======== Document segment

Matar said he thought the purpose of the arrest was to pressure Al Wefaq. Analysts speculated that the release was "an attempt at defusing tensions in the country". The Office of the United Nations High Commissioner for Human Rights expressed concern over the alleged mistreatment of Matar, alleged absence of access to lawyer and guarantees for a fair trial. The Inter-Parliamentary Union expressed concern that by October 2012, authorities had not started prosecuting those behind the alleged mistreatment of Matar and Fairooz.

Amnesty International expressed its concern on the arrest of Matar and Fairooz and asked authorities to protect them from ill-treatment. The UK-based NGO welcomed their release saying it was overdue. Human Rights Watch (HRW) expressed its concern on the two former MPs. "These latest arrests of the two Al Wefaq parliamentarians fit a pattern of masked men abducting Bahraini citizens who happen to have opinions critical of the government," said Joe Stork of HRW. Alkarama expressed concern over the arrest and possible mistreatment of the two, and welcomed Matar's acquittal later. American scholars John Farmer, Jr. and Michael Bronner wrote an opinion piece in The Washington Post asking the United States to push for the release of Matar.

================
======== Extracted entries

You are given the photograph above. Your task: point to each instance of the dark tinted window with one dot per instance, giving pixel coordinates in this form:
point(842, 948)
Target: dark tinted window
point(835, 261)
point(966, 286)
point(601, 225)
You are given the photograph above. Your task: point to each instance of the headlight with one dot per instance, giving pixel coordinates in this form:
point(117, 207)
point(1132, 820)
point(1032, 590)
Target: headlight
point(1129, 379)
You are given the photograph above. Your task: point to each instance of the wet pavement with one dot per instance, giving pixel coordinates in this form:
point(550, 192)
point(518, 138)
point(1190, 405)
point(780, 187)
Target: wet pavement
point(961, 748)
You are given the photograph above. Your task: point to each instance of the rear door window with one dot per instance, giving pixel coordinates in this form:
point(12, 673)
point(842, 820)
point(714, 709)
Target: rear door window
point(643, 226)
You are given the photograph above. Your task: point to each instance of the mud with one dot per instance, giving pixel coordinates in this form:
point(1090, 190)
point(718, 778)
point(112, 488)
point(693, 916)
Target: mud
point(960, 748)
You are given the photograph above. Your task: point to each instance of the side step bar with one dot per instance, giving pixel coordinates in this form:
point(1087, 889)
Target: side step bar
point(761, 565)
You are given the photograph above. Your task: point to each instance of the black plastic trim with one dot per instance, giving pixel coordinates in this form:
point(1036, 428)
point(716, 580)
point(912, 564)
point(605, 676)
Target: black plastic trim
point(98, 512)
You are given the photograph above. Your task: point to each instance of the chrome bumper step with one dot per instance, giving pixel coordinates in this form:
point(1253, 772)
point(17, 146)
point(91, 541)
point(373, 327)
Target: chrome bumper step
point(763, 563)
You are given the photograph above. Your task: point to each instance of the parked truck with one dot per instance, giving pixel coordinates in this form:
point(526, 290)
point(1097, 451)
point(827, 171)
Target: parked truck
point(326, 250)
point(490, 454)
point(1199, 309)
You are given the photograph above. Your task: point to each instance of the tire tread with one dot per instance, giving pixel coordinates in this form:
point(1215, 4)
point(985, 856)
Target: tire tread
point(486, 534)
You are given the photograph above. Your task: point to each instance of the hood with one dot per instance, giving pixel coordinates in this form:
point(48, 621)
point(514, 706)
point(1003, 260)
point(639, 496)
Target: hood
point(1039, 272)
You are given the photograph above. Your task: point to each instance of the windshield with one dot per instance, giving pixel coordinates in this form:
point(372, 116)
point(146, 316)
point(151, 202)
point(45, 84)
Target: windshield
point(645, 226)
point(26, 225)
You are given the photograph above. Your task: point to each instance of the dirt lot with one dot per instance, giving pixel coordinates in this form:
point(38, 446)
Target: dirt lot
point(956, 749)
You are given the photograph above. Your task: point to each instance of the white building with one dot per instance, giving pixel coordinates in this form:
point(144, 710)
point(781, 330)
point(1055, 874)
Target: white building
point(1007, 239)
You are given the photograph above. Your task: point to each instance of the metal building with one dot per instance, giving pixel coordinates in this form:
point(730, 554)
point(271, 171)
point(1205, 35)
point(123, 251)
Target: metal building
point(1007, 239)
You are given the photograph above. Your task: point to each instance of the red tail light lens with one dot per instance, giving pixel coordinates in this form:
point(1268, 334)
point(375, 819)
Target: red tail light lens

================

■ Problem 1 ■
In the passage on the arrest of Matar and Fairooz, what did Amnesty International ask the authorities to do?
■ Problem 2 ■
Using the passage on the arrest of Matar and Fairooz, explain in one to three sentences the purpose Matar attributed to his arrest and the purpose analysts attributed to the release.
■ Problem 3 ■
Continue the passage on the arrest of Matar and Fairooz from its last sentence.

■ Response box 1 ■
It asked them to protect Matar and Fairooz from ill-treatment.

■ Response box 2 ■
Matar said he thought the arrest was meant to pressure Al Wefaq. Analysts speculated that the release was "an attempt at defusing tensions in the country."

■ Response box 3 ■
=== Continued activism ===
Following his release, Matar continued his pro-democracy activities, authoring a number of book chapters and articles on the situation in Bahrain and testifying before a United States Congress human rights commission. In 2012, the Project on Middle East Democracy awarded him with the Leaders of Democracy Award. In 2013 he co-authored an article titled "Bahrain's Shifting Sands" for the Carnegie Endowment for International Peace and was a presenter at a National Endowment for Democracy event titled "Understanding the Struggle for Power and the Democratization Process in Bahrain".